Instruction
Rewrite the rows between the line holding "job: return the mask of every instance of the ceiling" and the end of the rows, inclusive, requests and all. Multiply every coordinate in the answers by 2.25 and round to whole numbers, with halves rounded up.

(Dataset rows)
....................

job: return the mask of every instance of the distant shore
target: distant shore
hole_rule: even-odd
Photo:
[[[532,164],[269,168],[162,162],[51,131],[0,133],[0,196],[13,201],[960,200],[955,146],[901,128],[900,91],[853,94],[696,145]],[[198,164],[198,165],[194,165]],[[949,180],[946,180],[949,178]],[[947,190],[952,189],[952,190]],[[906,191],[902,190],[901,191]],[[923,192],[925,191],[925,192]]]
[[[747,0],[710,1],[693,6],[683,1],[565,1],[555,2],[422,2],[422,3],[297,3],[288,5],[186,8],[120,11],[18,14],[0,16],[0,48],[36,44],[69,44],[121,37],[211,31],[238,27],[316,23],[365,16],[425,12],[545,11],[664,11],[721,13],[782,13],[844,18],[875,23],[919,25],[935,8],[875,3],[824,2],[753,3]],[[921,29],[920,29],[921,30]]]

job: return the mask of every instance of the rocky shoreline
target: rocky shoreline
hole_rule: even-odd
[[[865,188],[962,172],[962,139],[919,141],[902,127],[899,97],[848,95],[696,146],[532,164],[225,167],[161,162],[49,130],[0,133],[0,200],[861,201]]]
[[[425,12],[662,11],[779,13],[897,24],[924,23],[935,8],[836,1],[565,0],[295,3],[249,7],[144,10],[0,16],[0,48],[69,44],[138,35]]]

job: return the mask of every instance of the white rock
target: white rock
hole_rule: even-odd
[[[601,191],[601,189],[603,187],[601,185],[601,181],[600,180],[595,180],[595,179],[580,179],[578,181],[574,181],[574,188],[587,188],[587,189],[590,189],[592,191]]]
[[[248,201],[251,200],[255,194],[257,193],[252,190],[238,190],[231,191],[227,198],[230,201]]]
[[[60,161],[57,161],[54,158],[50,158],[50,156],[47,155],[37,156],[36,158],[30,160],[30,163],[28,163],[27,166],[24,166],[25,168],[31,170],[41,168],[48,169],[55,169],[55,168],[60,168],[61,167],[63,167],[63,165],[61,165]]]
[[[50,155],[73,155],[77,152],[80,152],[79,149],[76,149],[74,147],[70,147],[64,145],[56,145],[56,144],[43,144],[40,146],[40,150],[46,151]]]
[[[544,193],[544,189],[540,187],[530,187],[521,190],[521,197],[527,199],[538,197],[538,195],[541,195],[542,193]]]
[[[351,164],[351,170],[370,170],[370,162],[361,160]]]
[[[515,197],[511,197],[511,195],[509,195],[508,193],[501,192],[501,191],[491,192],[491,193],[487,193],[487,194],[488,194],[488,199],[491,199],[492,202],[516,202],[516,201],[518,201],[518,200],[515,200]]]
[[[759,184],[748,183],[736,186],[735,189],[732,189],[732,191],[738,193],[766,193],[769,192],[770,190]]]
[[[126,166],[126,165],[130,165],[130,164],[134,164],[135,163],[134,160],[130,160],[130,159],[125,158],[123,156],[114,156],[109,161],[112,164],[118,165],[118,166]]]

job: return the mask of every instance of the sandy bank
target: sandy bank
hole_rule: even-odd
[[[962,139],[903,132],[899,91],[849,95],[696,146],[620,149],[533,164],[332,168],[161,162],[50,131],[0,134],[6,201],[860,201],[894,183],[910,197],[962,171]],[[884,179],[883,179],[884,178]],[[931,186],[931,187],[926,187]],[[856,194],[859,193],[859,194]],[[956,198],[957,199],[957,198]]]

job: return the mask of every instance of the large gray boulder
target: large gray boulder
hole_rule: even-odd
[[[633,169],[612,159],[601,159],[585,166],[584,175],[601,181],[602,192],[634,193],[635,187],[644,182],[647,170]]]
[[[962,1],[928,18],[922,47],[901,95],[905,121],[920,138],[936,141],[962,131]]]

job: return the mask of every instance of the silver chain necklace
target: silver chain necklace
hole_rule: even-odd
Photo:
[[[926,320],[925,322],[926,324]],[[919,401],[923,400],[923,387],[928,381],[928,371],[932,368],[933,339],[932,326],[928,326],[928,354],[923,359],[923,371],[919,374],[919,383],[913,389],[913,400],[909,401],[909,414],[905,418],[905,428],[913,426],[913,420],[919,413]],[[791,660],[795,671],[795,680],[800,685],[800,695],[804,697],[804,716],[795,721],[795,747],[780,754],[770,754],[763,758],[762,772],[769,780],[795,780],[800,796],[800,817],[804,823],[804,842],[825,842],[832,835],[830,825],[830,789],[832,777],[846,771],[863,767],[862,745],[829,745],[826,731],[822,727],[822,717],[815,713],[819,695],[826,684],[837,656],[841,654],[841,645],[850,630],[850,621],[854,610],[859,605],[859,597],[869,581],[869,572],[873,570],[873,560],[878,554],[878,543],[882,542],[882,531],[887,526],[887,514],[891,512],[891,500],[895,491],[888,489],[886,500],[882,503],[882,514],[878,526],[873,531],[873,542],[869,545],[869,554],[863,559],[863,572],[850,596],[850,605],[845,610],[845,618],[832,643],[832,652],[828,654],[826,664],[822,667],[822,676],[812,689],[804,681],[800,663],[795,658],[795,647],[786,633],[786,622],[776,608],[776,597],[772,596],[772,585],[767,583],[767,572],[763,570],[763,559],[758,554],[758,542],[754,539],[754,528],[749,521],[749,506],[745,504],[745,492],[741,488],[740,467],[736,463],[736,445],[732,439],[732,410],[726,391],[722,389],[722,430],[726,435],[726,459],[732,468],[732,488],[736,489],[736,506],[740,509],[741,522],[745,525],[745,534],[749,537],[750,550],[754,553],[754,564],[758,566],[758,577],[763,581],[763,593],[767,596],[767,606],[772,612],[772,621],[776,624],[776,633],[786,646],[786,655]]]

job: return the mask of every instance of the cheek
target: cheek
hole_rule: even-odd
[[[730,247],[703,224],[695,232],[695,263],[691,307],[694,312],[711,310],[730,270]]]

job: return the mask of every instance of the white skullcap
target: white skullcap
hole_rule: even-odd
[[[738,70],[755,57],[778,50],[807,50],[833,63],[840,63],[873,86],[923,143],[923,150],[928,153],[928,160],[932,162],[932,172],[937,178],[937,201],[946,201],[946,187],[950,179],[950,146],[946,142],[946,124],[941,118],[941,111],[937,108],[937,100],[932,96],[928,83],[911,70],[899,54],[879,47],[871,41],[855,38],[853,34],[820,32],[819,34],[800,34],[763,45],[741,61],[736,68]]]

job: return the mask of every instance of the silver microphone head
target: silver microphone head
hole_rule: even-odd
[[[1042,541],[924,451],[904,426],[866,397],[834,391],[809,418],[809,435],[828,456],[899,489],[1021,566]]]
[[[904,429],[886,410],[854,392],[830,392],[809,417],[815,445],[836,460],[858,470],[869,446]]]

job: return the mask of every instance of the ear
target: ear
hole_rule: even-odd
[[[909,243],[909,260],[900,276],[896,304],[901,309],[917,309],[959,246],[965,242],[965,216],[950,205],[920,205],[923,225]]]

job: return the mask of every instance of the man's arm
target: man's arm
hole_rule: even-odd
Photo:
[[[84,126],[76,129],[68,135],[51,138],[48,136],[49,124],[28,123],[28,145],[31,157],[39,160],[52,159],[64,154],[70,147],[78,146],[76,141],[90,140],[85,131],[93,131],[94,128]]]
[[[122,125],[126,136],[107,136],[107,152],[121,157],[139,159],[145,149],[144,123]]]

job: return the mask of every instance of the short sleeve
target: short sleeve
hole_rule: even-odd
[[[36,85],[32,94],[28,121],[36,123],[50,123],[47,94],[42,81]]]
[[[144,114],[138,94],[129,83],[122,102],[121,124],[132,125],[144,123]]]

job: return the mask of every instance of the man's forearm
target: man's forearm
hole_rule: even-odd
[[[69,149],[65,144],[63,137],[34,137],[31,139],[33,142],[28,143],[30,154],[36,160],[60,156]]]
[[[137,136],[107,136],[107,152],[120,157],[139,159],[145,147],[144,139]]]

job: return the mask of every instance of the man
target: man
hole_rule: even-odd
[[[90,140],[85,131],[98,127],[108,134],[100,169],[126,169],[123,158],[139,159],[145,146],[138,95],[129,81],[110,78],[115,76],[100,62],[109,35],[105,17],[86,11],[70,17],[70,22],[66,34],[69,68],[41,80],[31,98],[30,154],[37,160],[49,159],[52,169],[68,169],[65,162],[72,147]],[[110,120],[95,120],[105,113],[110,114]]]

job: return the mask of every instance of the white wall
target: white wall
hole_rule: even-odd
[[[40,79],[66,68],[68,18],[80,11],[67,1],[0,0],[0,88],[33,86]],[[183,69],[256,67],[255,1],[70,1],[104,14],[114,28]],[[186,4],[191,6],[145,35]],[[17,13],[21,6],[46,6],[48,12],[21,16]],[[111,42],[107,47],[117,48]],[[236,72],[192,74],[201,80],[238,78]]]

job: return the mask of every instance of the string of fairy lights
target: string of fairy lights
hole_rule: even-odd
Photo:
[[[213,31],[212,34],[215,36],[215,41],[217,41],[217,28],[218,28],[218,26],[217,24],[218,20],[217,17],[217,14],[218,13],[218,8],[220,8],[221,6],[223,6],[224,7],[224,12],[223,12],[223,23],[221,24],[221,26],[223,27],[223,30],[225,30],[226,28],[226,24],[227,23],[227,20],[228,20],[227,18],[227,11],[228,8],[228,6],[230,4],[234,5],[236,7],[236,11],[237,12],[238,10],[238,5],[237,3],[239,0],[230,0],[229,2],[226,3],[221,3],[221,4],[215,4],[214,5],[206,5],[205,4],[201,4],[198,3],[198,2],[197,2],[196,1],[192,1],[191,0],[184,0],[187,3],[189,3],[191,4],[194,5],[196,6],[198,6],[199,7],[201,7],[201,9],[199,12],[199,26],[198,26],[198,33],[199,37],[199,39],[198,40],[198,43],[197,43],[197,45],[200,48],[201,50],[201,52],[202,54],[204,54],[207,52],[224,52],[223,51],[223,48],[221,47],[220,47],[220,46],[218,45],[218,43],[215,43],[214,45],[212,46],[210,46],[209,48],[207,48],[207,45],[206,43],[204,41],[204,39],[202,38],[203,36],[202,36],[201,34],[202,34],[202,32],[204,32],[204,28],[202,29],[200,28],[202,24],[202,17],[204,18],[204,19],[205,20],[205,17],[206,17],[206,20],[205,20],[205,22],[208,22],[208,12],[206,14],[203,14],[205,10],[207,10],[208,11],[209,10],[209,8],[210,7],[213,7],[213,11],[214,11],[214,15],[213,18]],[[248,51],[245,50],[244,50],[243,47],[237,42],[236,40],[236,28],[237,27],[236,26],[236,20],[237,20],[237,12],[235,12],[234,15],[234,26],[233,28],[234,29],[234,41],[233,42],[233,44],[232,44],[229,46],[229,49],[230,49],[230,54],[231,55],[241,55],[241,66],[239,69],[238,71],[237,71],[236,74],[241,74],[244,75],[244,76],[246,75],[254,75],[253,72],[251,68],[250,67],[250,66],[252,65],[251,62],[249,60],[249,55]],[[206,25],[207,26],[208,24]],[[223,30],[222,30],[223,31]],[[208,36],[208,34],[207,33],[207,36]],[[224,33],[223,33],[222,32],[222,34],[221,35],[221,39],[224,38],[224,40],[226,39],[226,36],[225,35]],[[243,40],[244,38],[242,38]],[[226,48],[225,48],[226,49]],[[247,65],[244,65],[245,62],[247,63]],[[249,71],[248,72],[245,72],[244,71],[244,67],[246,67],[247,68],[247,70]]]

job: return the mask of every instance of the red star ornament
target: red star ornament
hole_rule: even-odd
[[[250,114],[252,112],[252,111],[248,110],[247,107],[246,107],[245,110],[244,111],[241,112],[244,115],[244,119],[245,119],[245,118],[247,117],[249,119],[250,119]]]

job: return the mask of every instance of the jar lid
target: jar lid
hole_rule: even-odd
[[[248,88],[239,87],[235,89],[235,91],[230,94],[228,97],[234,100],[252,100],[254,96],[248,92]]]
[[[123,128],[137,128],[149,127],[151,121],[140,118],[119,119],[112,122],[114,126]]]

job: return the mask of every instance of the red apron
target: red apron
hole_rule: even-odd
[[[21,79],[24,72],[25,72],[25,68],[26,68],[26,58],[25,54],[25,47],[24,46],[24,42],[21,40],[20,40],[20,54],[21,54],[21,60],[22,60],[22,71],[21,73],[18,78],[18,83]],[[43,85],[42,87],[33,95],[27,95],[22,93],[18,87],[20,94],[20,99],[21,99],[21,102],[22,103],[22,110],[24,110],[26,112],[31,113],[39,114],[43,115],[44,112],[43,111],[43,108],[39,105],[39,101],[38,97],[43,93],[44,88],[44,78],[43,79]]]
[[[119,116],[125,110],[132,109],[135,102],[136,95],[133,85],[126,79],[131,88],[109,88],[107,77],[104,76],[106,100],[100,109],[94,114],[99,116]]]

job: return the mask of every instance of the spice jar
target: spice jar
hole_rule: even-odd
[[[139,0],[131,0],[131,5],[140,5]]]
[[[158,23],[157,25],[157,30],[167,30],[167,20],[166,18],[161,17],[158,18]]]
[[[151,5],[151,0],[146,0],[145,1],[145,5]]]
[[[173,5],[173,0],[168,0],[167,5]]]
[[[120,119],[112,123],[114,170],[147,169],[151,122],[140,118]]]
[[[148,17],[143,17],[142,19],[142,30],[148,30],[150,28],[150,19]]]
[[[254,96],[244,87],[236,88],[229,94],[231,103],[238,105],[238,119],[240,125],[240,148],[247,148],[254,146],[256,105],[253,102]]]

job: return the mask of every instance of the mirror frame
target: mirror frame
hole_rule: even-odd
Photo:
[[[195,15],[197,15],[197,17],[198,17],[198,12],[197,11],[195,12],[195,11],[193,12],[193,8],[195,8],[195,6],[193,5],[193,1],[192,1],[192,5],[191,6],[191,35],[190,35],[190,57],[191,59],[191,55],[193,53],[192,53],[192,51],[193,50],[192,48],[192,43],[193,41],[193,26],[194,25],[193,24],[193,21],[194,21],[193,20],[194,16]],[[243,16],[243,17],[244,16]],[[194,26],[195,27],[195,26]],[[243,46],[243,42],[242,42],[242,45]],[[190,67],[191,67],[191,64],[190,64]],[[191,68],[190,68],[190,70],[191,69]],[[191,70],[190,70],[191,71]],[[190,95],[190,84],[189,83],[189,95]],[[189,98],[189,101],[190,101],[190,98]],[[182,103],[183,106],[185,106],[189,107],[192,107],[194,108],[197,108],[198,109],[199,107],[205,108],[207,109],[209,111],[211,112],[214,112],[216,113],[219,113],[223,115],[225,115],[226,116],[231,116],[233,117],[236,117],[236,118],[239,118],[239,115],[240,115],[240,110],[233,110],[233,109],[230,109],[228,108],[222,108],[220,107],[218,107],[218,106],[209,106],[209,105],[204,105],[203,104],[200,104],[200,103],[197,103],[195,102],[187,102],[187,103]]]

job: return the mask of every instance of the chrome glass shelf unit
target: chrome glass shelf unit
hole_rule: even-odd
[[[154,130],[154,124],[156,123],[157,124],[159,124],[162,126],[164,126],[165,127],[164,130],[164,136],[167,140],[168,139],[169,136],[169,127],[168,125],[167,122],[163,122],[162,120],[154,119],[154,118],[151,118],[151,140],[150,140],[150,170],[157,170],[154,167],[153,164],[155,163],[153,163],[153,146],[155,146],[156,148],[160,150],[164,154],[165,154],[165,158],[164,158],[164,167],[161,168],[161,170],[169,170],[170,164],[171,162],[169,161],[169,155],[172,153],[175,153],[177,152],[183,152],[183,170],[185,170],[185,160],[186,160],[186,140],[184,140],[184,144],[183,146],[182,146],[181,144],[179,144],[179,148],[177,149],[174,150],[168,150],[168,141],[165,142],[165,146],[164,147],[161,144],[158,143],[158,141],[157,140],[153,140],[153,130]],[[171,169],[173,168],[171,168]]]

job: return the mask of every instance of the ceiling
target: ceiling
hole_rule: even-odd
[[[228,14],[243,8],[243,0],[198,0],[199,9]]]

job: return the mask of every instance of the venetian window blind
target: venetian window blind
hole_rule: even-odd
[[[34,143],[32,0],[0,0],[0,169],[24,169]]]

....................

Correct answer
job: return the mask of every instance of the ceiling
target: ceiling
hole_rule: even-odd
[[[513,32],[547,18],[547,0],[446,0],[448,20]]]

job: return the mask of every instance of the venetian window blind
target: venetian window blind
hole_rule: even-odd
[[[77,322],[72,0],[0,0],[0,380],[54,380]]]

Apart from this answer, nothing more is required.